**YOUR GOAL**
Answer these questions about the blog post, one per line.
1. What date appears at the top of the blog post?
2. Besides sleeping, what two things does the writer do while sick?
3. What does the writer say lives on their back?

**DOCUMENT SECTION**

____

Wednesday, July 6, 2011

Guilt to Grace? I don't know what to title this...

I've been thinking about the ways I spend my time lately.
I've been sick the past few days and I really hate getting sick. It makes me sit still and I get all angry inside because I can't get up and move about without feeling like my head will explode. I sleep a lot. I watch movies or read. I feel like i'm not being productive. But being sick also makes me think straight, I feel like I get back to the basics of what I actually think about myself and my life. Its weird, but I kind of like that feeling. I find myself more content in some ways.
I am such an American, I thrive on productivity! That's so nasty. You know what is also nasty? Guilt. The guilt monster lives on my back. He tells me I'm a failure a lot when I don't get something done that I set out to do. He's such a punk. If he were real I'd punch him in the gut.

____

Coordinate annotation records:
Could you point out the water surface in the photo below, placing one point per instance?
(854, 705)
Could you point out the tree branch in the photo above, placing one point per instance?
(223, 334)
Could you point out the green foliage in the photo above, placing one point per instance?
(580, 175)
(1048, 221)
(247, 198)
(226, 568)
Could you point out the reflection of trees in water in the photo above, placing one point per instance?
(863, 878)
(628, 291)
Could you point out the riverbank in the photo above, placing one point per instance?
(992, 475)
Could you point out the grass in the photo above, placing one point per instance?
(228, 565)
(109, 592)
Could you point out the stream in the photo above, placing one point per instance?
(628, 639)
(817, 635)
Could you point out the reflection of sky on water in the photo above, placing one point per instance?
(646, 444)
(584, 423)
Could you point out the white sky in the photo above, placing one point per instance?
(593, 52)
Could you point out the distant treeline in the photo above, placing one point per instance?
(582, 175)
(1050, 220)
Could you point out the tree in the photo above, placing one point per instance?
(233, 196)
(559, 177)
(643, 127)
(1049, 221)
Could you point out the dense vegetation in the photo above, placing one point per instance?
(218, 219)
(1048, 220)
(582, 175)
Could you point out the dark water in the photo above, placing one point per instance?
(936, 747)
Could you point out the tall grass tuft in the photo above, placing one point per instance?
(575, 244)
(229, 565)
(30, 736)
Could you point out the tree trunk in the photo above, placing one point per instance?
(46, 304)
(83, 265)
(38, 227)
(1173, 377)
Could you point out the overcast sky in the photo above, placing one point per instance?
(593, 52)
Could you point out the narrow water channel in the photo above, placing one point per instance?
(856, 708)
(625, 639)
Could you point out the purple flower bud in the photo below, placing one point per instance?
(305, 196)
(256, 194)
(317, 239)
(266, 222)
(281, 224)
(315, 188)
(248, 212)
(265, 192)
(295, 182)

____

**RESPONSE**
1. Wednesday, July 6, 2011
2. Watches movies or reads
3. The guilt monster